■ Stated problem
Identify every line in the material below that contains the string "dirt" and copy each of those lines. Treat case as significant.

■ Stored data
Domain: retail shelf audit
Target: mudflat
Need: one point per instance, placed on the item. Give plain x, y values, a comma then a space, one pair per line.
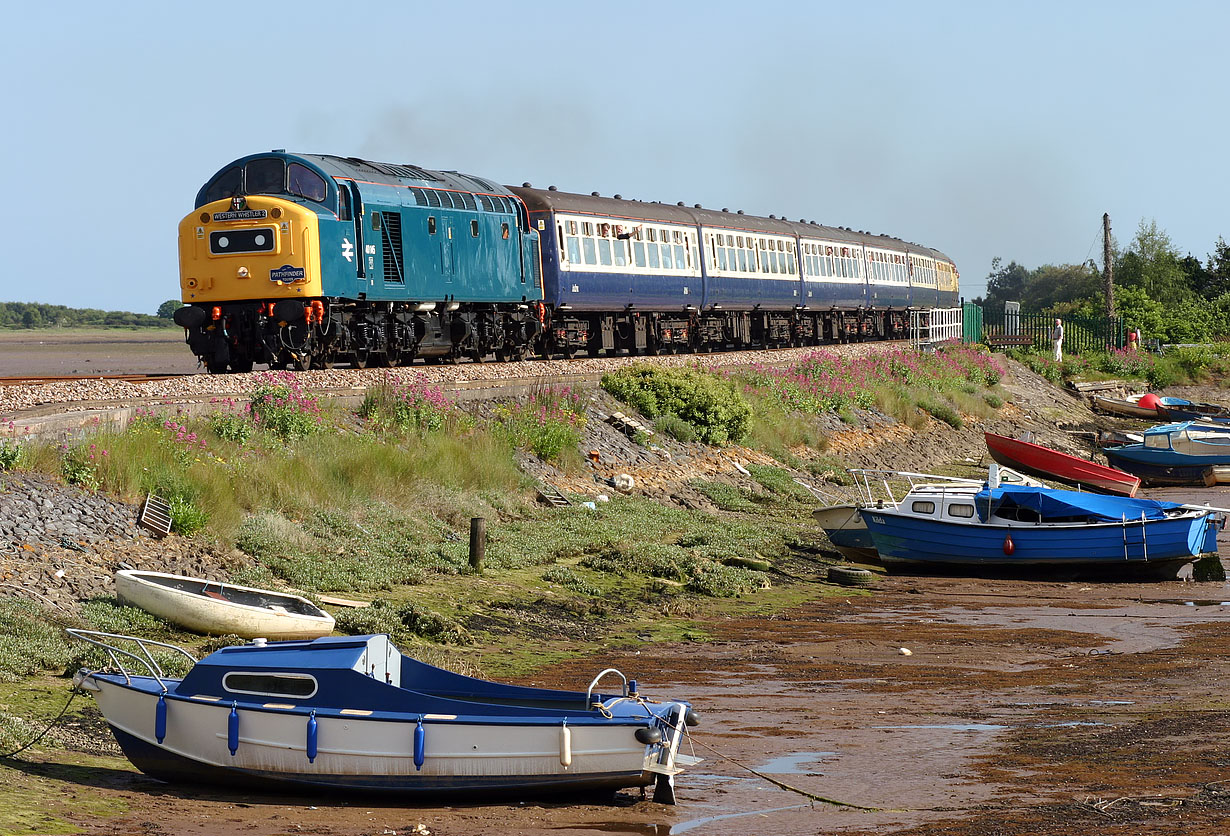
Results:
1023, 707
95, 350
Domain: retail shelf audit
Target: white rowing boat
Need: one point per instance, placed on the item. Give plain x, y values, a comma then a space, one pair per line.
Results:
219, 609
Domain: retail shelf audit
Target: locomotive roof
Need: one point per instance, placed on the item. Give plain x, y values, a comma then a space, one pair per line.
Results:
592, 204
396, 173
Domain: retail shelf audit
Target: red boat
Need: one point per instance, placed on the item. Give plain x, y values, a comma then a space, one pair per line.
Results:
1051, 464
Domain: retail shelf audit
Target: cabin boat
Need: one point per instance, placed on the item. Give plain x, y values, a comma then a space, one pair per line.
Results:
1060, 466
353, 713
940, 525
1183, 453
220, 609
845, 528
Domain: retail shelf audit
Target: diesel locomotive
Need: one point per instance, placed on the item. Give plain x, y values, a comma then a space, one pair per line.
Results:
304, 260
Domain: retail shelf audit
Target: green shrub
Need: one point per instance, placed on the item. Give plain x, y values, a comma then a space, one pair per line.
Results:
677, 428
31, 641
231, 427
714, 406
944, 412
282, 407
549, 424
10, 454
406, 405
570, 579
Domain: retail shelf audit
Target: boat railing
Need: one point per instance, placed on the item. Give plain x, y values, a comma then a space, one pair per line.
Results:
870, 482
143, 654
589, 692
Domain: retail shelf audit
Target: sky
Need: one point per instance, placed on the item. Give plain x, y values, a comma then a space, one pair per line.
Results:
980, 129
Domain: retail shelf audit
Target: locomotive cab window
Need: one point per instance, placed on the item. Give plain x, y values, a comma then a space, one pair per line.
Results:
306, 183
265, 177
228, 185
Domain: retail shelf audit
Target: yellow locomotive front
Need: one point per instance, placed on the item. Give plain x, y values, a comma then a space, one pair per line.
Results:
247, 266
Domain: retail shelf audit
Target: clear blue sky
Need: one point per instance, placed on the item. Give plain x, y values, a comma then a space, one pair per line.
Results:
980, 129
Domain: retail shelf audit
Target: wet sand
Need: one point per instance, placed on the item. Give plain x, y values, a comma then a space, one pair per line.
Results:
89, 352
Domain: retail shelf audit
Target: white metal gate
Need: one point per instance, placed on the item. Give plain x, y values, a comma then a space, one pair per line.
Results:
939, 325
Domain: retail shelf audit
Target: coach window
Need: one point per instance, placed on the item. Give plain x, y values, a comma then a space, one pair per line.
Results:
573, 245
638, 251
265, 177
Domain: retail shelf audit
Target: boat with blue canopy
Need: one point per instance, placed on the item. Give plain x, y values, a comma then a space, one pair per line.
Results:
353, 713
1181, 453
1030, 529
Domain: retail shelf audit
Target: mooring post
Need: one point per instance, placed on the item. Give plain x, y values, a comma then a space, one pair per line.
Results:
477, 542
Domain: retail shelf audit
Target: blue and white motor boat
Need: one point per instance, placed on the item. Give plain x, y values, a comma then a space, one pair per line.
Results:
353, 713
1183, 453
1021, 528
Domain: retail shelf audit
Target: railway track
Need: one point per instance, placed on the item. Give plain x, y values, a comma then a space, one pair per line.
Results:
35, 380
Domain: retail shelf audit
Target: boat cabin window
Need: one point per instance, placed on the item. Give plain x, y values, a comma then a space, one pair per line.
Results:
271, 685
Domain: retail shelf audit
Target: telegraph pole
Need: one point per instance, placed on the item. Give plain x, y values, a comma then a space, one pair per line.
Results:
1107, 266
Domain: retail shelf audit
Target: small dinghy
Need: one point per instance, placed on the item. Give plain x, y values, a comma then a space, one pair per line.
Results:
352, 713
218, 609
1055, 465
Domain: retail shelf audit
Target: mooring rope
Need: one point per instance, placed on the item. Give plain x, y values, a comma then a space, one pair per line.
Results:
43, 733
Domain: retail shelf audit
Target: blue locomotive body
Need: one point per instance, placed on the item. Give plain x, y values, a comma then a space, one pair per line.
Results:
306, 260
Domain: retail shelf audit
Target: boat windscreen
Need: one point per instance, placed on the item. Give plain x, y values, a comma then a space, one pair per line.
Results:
1055, 504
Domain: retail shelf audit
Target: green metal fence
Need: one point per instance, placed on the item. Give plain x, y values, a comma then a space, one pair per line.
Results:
972, 323
1081, 333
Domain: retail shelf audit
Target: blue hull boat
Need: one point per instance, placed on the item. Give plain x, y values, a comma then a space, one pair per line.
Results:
1030, 529
1175, 454
352, 713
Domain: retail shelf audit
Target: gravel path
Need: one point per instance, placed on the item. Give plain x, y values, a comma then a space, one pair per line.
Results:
78, 395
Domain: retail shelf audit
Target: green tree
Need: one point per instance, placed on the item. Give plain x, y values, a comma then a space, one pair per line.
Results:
1153, 263
1004, 284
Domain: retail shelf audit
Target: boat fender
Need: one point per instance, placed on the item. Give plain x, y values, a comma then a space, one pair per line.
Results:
233, 729
565, 744
311, 738
160, 718
420, 745
648, 735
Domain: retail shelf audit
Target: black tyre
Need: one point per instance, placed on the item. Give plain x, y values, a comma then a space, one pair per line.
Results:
846, 575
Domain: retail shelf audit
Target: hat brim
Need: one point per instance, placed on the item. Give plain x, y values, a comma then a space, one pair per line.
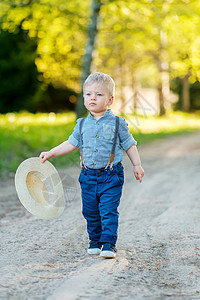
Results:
39, 188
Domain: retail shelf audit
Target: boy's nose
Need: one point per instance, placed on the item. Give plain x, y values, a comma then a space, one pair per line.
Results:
93, 97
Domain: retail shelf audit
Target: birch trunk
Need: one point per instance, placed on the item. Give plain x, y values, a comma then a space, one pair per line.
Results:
185, 94
87, 59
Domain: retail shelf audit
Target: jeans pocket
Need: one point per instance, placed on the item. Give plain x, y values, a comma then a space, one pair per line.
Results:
120, 176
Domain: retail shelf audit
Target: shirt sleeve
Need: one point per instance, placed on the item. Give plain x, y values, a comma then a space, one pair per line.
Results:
126, 139
74, 138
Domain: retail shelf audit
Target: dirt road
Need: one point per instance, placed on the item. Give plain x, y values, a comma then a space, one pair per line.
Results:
158, 245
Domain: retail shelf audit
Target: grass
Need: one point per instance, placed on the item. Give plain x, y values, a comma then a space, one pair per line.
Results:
24, 135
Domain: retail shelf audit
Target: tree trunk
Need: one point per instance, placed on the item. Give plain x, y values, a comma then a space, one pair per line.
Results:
135, 88
87, 59
185, 94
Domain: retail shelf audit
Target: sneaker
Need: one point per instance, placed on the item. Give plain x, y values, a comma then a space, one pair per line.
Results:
94, 247
108, 251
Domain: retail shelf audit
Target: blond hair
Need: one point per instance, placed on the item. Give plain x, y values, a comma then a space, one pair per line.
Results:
103, 79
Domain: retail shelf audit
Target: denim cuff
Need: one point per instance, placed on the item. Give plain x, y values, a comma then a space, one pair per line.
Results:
130, 141
105, 238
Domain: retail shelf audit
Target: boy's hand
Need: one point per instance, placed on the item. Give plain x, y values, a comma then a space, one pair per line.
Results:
138, 172
46, 155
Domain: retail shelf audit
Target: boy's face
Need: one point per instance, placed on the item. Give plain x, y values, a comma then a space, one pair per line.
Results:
96, 97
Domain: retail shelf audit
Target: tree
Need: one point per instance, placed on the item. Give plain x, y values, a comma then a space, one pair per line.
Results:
89, 49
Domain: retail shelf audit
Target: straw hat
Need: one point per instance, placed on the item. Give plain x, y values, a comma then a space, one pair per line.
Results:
39, 188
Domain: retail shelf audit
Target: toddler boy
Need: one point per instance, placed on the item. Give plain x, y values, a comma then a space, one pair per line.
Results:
101, 137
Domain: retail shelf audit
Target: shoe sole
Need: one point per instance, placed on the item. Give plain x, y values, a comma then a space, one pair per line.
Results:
108, 254
94, 251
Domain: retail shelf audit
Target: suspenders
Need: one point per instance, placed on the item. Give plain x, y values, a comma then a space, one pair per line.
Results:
112, 155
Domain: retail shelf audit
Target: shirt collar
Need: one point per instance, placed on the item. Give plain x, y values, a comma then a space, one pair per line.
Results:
106, 113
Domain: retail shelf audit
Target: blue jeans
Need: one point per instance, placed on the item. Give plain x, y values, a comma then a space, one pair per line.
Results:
101, 192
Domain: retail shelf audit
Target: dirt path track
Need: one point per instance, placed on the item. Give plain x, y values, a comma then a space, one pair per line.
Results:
158, 245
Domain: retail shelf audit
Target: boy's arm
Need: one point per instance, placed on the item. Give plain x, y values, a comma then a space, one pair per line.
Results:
61, 149
135, 159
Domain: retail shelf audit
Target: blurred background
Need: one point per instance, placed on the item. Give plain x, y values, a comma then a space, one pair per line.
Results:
151, 48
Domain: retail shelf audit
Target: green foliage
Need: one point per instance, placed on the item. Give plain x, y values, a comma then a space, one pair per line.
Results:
24, 135
60, 28
18, 73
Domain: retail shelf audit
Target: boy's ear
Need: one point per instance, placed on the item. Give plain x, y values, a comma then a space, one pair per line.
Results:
110, 101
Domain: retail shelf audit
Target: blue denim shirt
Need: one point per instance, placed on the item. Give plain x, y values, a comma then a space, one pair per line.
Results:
97, 139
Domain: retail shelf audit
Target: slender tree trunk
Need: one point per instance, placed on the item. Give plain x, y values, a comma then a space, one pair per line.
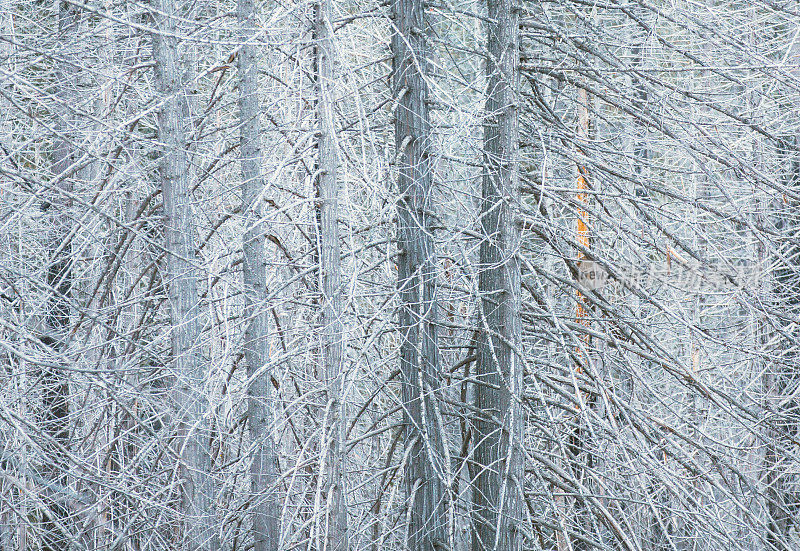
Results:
781, 378
497, 499
263, 471
181, 277
418, 315
330, 282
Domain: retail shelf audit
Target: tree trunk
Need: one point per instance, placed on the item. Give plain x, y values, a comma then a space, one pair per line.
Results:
781, 377
334, 435
263, 471
418, 315
497, 499
182, 275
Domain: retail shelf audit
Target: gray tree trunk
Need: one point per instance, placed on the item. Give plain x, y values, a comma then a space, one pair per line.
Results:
418, 315
497, 499
200, 531
330, 282
781, 378
263, 470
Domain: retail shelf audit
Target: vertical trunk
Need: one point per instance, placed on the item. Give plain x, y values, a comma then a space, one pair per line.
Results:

■ Completed exercise
Target: dirt road
Target: dirt path track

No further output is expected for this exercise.